## What the task asks
Return all of the following records verbatim, with every line unchanged and in its original order.

## Supplied material
────────────────

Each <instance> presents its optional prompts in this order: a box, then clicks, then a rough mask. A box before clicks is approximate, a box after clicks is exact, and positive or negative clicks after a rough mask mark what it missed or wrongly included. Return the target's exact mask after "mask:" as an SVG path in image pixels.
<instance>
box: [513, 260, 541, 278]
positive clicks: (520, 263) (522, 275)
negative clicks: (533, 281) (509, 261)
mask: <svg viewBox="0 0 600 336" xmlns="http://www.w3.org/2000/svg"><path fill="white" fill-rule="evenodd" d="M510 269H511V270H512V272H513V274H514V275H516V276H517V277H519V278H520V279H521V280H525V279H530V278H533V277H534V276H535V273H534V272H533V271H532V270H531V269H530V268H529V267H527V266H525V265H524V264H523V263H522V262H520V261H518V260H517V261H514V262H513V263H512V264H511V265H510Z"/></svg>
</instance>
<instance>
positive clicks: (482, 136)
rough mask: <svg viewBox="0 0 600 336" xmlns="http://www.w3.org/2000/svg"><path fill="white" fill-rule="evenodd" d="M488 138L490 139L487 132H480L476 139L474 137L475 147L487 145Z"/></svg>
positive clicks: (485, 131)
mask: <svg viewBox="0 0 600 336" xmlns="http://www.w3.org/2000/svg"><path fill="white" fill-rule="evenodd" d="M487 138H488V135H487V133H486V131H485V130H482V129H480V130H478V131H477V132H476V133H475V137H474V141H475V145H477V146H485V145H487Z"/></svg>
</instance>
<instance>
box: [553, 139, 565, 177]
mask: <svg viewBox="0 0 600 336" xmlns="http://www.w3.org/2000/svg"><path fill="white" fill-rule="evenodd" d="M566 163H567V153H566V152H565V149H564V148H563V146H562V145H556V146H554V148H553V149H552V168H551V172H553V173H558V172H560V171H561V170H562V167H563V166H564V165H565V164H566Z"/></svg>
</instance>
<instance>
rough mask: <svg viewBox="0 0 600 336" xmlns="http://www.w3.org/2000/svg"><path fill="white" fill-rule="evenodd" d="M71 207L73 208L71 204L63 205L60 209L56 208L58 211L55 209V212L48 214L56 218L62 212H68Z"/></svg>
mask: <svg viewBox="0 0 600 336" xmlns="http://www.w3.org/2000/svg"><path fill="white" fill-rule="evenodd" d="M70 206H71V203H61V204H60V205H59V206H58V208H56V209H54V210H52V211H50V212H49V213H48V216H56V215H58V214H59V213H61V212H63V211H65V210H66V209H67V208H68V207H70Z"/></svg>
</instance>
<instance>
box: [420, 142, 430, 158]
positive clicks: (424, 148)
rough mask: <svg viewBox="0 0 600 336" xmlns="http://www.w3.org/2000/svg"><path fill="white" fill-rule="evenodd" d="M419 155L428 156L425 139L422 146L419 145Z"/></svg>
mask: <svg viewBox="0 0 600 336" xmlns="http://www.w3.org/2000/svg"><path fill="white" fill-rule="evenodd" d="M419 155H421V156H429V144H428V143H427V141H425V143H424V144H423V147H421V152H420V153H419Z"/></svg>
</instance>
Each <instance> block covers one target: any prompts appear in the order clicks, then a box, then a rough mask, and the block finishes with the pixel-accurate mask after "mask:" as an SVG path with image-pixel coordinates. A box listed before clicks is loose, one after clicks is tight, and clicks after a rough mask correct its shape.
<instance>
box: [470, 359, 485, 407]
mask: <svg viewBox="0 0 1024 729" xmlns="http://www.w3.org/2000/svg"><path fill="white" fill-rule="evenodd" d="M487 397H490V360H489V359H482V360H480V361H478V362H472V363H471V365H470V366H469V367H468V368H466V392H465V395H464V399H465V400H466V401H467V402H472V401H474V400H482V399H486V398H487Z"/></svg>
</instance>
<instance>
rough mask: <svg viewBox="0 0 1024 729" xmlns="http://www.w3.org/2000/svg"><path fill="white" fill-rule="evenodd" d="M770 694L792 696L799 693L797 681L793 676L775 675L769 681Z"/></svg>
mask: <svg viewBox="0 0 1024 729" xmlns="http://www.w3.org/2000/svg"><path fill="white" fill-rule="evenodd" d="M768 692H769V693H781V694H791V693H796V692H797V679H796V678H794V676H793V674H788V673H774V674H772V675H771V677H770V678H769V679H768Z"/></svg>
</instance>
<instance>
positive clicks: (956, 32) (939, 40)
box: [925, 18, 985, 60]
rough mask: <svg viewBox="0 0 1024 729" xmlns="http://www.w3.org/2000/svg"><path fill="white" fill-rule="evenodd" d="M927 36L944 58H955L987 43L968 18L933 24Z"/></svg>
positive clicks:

────────────────

## Solution to the problem
Each <instance> presents its optional prompts in this order: a box, then clicks, then a rough mask. A box before clicks is approximate, a box after clicks is exact, and positive or negative clicks after a rough mask mark what it missed or wrongly included. Return the target's exact mask after "mask:" as an SVG path in image pixels.
<instance>
box: [513, 260, 541, 278]
positive clicks: (520, 263) (522, 275)
negative clicks: (533, 281) (509, 261)
mask: <svg viewBox="0 0 600 336" xmlns="http://www.w3.org/2000/svg"><path fill="white" fill-rule="evenodd" d="M510 269H511V270H512V272H513V274H514V275H516V276H517V277H519V278H520V279H521V280H525V279H530V278H533V277H534V276H535V273H534V272H533V271H532V270H531V269H530V268H529V267H527V266H525V265H524V264H523V263H522V262H520V261H518V260H517V261H514V262H513V263H512V264H511V265H510Z"/></svg>
</instance>
<instance>
positive clicks: (482, 136)
rough mask: <svg viewBox="0 0 600 336" xmlns="http://www.w3.org/2000/svg"><path fill="white" fill-rule="evenodd" d="M488 138L490 139L487 132H480L476 139L474 137L475 147L487 145Z"/></svg>
positive clicks: (485, 131)
mask: <svg viewBox="0 0 600 336" xmlns="http://www.w3.org/2000/svg"><path fill="white" fill-rule="evenodd" d="M487 138H488V135H487V133H486V131H485V130H482V129H480V130H478V131H477V132H476V133H475V137H474V141H475V145H477V146H485V145H487Z"/></svg>
</instance>
<instance>
box: [553, 139, 565, 177]
mask: <svg viewBox="0 0 600 336" xmlns="http://www.w3.org/2000/svg"><path fill="white" fill-rule="evenodd" d="M566 163H567V153H566V152H565V149H564V148H563V146H562V145H556V146H554V148H553V149H552V168H551V172H553V173H558V172H560V171H561V170H562V167H563V166H564V165H565V164H566Z"/></svg>
</instance>
<instance>
rough mask: <svg viewBox="0 0 600 336" xmlns="http://www.w3.org/2000/svg"><path fill="white" fill-rule="evenodd" d="M71 207L73 208L71 204L63 205L60 209L56 208L58 211L55 209V212L48 214L56 218L62 212H68Z"/></svg>
mask: <svg viewBox="0 0 600 336" xmlns="http://www.w3.org/2000/svg"><path fill="white" fill-rule="evenodd" d="M70 206H71V203H61V204H60V205H59V206H58V208H56V209H54V210H52V211H50V212H49V213H48V216H56V215H58V214H59V213H61V212H63V211H65V210H66V209H67V208H68V207H70Z"/></svg>
</instance>
<instance>
box: [420, 142, 430, 158]
positive clicks: (424, 148)
rough mask: <svg viewBox="0 0 600 336" xmlns="http://www.w3.org/2000/svg"><path fill="white" fill-rule="evenodd" d="M419 155L428 156L425 139L422 146L419 145Z"/></svg>
mask: <svg viewBox="0 0 600 336" xmlns="http://www.w3.org/2000/svg"><path fill="white" fill-rule="evenodd" d="M419 155H421V156H429V144H428V143H427V141H425V143H424V144H423V147H421V152H420V153H419Z"/></svg>
</instance>
Each <instance> block covers one target: any prompts appear in the order clicks, then a box, then a rough mask, and the block finishes with the pixel-accurate mask after "mask:" as an SVG path with image-pixel coordinates. A box listed before clicks is loose, one after clicks is tight, and clicks after a rough mask correct its shape.
<instance>
box: [470, 359, 485, 407]
mask: <svg viewBox="0 0 1024 729" xmlns="http://www.w3.org/2000/svg"><path fill="white" fill-rule="evenodd" d="M487 397H490V360H489V359H482V360H480V361H478V362H472V363H471V365H470V366H469V367H468V368H466V392H465V395H464V399H465V400H466V401H467V402H472V401H474V400H482V399H486V398H487Z"/></svg>
</instance>
<instance>
rough mask: <svg viewBox="0 0 1024 729" xmlns="http://www.w3.org/2000/svg"><path fill="white" fill-rule="evenodd" d="M770 694L792 696L799 693L797 681L793 676L775 675L769 681Z"/></svg>
mask: <svg viewBox="0 0 1024 729" xmlns="http://www.w3.org/2000/svg"><path fill="white" fill-rule="evenodd" d="M768 692H769V693H781V694H791V693H796V692H797V679H796V678H794V676H793V674H788V673H774V674H772V675H771V677H770V678H769V679H768Z"/></svg>
</instance>
<instance>
positive clicks: (956, 32) (939, 40)
box: [925, 18, 985, 60]
rough mask: <svg viewBox="0 0 1024 729" xmlns="http://www.w3.org/2000/svg"><path fill="white" fill-rule="evenodd" d="M927 36L944 58H955L987 43L968 18L933 24Z"/></svg>
positive clicks:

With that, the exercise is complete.